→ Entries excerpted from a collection
= = = = =
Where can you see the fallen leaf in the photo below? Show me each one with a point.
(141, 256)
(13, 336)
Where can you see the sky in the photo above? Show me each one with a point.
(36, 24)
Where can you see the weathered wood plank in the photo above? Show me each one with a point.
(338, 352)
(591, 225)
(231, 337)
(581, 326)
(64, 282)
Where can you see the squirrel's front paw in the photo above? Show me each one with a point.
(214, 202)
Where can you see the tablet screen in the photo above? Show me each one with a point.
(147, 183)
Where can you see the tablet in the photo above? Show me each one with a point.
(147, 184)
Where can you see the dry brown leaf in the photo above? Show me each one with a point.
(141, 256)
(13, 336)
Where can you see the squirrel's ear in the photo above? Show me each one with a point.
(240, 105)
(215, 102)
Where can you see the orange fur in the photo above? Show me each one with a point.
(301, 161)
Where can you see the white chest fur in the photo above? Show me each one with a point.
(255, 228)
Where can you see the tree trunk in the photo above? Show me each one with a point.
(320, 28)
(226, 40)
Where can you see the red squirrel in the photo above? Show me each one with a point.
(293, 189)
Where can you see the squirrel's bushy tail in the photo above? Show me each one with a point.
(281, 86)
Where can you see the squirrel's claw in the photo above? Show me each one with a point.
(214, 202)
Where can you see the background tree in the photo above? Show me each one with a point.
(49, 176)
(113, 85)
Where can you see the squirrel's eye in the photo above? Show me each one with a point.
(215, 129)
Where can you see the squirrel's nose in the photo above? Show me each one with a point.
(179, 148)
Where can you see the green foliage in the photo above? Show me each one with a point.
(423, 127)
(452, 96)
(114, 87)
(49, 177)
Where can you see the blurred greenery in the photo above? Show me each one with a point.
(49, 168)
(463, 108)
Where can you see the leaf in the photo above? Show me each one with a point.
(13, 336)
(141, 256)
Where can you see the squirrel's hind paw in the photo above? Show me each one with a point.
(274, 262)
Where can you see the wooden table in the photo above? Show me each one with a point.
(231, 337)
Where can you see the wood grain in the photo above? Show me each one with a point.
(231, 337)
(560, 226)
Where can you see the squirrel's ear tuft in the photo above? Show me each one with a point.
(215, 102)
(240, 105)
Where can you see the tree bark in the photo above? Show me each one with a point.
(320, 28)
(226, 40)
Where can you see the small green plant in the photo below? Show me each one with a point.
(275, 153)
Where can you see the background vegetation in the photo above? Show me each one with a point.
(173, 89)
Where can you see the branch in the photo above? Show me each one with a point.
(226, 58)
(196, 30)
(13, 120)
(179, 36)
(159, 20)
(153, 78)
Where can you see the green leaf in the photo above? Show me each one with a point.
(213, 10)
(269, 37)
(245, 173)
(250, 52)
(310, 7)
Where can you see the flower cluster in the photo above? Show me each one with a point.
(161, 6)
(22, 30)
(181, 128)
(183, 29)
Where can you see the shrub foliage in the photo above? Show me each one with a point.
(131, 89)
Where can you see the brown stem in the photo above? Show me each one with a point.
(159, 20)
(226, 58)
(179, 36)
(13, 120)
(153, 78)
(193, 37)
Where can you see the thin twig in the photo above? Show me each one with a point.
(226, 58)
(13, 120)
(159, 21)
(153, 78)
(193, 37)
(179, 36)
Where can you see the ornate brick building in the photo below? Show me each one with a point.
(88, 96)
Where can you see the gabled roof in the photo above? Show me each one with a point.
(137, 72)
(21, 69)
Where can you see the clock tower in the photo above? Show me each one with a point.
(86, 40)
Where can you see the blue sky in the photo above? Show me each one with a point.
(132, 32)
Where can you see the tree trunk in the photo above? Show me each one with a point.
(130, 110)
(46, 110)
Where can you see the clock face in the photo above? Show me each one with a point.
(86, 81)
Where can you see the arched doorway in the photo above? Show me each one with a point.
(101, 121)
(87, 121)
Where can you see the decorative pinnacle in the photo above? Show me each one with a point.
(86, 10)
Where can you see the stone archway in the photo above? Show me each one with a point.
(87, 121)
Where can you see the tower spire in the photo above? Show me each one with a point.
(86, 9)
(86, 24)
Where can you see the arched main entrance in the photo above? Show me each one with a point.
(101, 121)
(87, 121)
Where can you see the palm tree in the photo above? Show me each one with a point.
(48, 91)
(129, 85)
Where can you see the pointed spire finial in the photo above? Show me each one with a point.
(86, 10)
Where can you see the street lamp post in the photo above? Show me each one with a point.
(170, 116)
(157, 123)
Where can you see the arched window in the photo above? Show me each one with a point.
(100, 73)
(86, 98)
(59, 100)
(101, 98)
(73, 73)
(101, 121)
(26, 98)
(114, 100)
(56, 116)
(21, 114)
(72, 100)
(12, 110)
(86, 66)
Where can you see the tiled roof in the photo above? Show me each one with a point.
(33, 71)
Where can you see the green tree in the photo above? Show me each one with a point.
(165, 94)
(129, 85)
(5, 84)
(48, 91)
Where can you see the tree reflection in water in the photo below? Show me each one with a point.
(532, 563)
= = = = =
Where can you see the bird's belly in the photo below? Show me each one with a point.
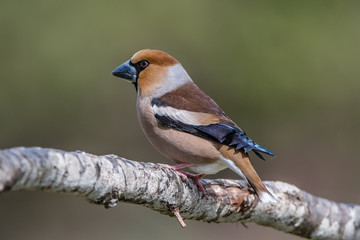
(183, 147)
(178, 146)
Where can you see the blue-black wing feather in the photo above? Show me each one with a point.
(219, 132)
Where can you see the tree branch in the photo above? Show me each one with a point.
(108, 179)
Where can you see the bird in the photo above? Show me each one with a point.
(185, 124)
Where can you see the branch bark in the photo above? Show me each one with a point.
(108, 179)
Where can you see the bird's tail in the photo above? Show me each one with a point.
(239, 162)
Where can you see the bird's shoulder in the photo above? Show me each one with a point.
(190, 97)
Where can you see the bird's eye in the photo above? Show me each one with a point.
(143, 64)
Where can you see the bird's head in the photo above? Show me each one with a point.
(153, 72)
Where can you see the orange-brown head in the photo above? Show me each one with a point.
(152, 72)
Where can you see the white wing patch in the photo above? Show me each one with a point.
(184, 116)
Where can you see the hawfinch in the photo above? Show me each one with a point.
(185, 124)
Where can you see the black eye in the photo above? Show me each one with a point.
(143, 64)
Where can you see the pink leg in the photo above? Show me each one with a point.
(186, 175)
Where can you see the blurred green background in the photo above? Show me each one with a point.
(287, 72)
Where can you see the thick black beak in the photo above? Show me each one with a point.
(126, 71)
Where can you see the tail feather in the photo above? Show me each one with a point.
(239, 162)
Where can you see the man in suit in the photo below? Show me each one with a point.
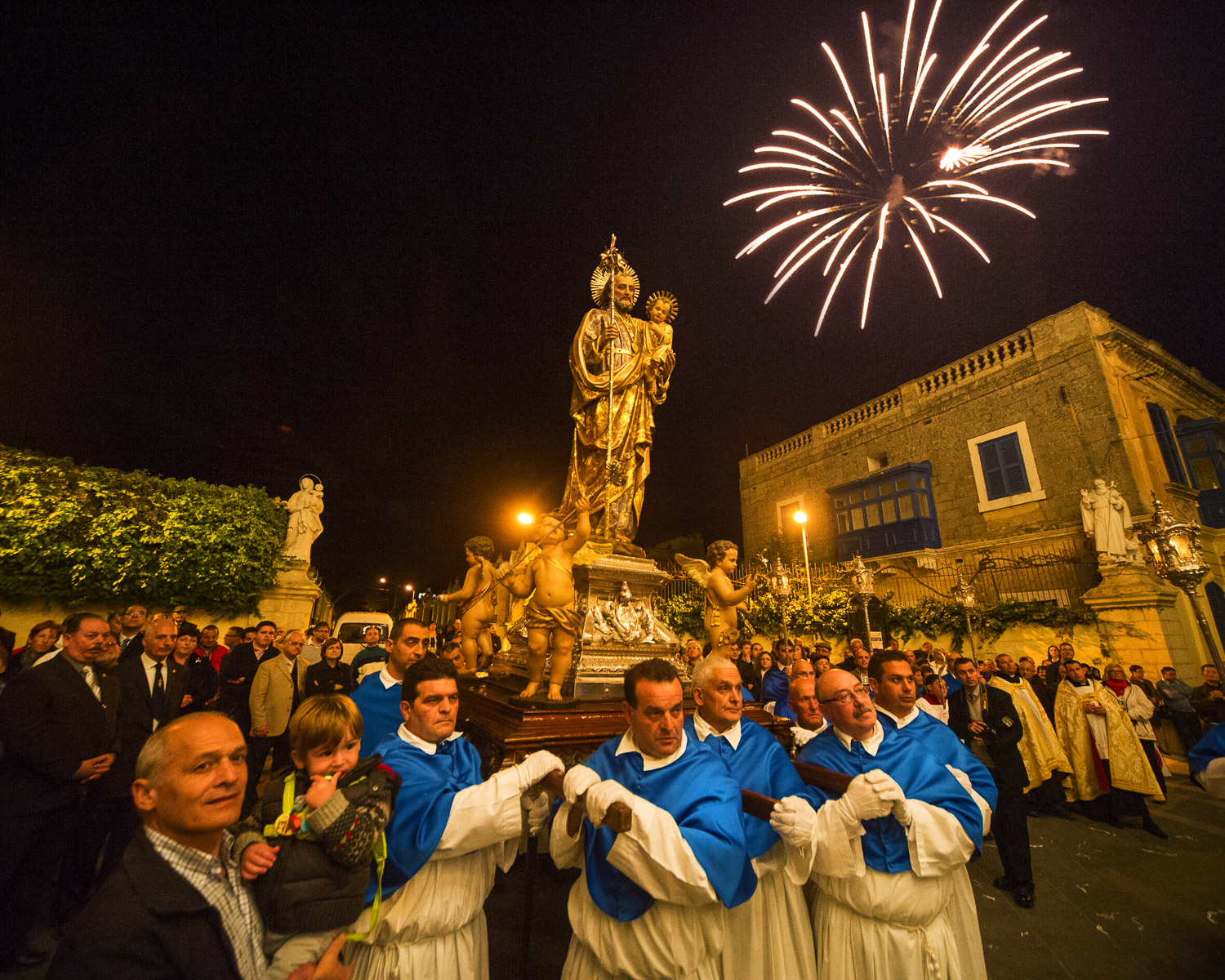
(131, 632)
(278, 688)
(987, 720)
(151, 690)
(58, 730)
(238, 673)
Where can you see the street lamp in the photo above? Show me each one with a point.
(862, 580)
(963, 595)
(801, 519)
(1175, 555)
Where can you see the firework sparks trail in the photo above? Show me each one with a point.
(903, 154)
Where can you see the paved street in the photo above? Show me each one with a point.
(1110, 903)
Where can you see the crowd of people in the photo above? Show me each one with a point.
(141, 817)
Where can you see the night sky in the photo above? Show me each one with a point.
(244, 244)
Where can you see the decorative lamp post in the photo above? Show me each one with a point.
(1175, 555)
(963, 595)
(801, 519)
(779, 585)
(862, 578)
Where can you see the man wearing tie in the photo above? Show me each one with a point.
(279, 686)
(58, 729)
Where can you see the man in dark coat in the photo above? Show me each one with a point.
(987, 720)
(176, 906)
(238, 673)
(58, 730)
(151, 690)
= = = = =
Identify every line in the entries above that contains the word "blurred". Copy each such line in full.

→ Answer to this exercise
Where can you see the blurred greenery in the photo above? Show me each one with a point.
Where can you see the blurred green background in the photo above? Show me each one with a point.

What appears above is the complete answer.